Task to complete: Show every line in the records below that contains the word "segment".

Stored data:
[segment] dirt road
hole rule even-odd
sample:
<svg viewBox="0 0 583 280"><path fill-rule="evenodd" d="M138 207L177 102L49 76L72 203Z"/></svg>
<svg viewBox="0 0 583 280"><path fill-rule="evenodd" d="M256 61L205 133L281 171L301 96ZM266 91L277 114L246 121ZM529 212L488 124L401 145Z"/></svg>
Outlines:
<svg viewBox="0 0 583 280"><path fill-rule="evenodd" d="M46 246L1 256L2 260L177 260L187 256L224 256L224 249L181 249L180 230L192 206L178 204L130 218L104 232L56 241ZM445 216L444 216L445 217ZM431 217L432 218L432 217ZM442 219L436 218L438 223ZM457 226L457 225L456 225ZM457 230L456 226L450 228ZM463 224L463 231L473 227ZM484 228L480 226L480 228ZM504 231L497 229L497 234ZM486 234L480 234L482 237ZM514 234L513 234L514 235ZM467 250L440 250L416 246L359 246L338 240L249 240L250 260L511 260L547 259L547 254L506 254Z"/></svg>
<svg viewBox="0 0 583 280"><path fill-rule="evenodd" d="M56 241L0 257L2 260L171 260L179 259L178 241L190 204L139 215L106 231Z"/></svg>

---

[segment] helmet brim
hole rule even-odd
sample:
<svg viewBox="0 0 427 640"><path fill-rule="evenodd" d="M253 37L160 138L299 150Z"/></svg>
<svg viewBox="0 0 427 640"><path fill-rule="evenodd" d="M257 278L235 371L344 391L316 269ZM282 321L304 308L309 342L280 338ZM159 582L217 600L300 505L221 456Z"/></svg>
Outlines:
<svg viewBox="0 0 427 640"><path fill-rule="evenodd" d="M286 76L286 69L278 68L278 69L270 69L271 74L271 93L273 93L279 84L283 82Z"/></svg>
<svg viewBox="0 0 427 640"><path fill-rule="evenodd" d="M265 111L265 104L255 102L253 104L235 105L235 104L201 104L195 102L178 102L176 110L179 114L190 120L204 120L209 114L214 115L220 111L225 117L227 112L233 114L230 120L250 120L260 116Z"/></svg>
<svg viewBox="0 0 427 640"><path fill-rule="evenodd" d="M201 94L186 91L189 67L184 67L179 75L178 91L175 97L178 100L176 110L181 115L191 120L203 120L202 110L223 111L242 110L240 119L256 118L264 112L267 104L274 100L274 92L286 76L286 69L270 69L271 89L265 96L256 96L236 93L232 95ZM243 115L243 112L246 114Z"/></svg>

Answer area:
[segment] dirt road
[segment] helmet brim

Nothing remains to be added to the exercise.